Work to do:
- 1) Please revise the Smee introduction between "Smee started life" and "for processing metadata.", inclusive, replacing "code" with "source code".
- 2) Answer these questions from the Smee introduction:
(a) For how many years was the original code used in an internal application?
(b) What kind of metadata did that code download and process?
(c) What can the MDQ API emulate with aggregate files?
- 3) List the alt text of every badge image in the Smee introduction.

Smee started life as an sprawling mess of code used over five years in an internal application to download and process
SAML metadata. It's now been extracted, restructured and cleaned up, with the aim of reusing it in other 
projects. Smee can be used within applications or in simpler scripts for processing metadata.

[![Hex pm](http://img.shields.io/hexpm/v/smee.svg?style=flat)](https://hex.pm/packages/smee)
[![API Docs](https://img.shields.io/badge/api-docs-yellow.svg?style=flat)](http://hexdocs.pm/smee/)
![Github Elixir CI](https://github.com/Digital-Identity-Labs/smee/workflows/Elixir%20CI/badge.svg)

[![Run in Livebook](https://livebook.dev/badge/v1/blue.svg)](https://livebook.dev/run?url=https%3A%2F%2Fraw.githubusercontent.com%2FDigital-Identity-Labs%2Fsmee%2Fmain%2Fsmee_notebook.livemd)

## Features

* Download remote SAML metadata or load local files, with effective caching
* Manage and compare metadata files and individual entity metadata 
* MDQ API (which can also emulate MDQ style lookups with aggregate files)

Supplied entries:
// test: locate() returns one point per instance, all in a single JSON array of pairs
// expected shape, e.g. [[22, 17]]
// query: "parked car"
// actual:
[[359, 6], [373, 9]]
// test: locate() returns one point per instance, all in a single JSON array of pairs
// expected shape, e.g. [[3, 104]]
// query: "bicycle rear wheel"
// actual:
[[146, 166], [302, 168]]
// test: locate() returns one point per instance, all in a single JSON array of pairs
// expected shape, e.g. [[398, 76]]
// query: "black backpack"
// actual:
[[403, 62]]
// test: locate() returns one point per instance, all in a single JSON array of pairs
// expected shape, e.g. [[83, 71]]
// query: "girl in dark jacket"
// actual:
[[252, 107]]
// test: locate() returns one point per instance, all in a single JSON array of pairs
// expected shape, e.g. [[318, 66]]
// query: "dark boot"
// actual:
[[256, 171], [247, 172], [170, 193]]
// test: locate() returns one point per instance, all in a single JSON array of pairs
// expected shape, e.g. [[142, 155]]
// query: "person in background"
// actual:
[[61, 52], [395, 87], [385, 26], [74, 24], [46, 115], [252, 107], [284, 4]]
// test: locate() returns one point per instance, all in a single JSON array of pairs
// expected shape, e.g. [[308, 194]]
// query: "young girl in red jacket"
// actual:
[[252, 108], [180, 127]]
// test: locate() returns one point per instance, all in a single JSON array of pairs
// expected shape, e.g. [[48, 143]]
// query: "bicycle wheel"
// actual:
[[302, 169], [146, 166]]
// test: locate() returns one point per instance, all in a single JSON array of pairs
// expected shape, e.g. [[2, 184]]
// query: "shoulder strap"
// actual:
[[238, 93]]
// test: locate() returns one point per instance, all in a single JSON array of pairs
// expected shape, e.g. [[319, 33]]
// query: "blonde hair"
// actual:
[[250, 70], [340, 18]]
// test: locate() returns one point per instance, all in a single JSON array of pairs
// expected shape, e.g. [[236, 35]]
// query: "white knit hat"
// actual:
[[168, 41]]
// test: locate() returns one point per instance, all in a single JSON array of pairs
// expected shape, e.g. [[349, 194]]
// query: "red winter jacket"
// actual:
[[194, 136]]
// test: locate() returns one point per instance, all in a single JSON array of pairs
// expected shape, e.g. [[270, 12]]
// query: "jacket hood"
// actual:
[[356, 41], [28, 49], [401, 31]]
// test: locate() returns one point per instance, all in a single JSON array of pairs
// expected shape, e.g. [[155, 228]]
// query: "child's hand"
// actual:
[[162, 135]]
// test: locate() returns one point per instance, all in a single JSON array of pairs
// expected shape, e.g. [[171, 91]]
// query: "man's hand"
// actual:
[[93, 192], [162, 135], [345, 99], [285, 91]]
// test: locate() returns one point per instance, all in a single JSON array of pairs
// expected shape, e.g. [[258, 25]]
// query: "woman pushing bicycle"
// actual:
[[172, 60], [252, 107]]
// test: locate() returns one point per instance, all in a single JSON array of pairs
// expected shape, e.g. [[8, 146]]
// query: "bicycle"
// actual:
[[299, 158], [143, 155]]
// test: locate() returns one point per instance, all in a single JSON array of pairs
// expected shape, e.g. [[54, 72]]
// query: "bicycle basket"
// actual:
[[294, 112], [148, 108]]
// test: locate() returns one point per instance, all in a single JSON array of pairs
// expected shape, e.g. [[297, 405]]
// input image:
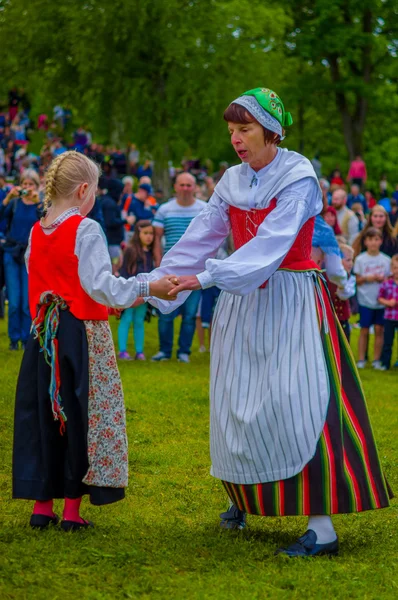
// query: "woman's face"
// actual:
[[330, 219], [146, 236], [248, 141], [378, 219]]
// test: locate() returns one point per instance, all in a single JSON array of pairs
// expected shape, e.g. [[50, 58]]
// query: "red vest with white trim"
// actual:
[[244, 224], [53, 266]]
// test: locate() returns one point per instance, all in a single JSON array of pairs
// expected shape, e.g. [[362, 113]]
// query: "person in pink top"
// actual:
[[357, 171]]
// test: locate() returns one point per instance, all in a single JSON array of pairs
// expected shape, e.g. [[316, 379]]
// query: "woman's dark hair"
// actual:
[[134, 252], [235, 113]]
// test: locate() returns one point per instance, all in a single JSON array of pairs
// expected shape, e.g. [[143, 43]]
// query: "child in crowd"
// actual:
[[137, 258], [388, 297], [69, 428], [371, 268], [340, 296]]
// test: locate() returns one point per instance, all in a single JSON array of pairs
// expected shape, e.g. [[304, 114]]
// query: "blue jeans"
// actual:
[[166, 326], [135, 317], [19, 320]]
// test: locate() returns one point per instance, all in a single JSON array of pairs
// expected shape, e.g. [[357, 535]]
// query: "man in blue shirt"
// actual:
[[356, 196], [171, 222]]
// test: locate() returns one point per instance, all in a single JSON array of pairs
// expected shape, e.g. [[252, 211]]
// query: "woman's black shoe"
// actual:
[[43, 521], [75, 525]]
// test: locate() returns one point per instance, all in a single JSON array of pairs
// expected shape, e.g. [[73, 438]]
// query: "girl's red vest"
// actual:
[[53, 266], [244, 224]]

Solved problems:
- 1)
Smee started life as an sprawling mess of source code used over five years in an internal application to download and process
SAML metadata. It's now been extracted, restructured and cleaned up, with the aim of reusing it in other 
projects. Smee can be used within applications or in simpler scripts for processing metadata.

- 2)
(a) Five years
(b) SAML metadata
(c) MDQ style lookups

- 3)
Hex pm
API Docs
Github Elixir CI
Run in Livebook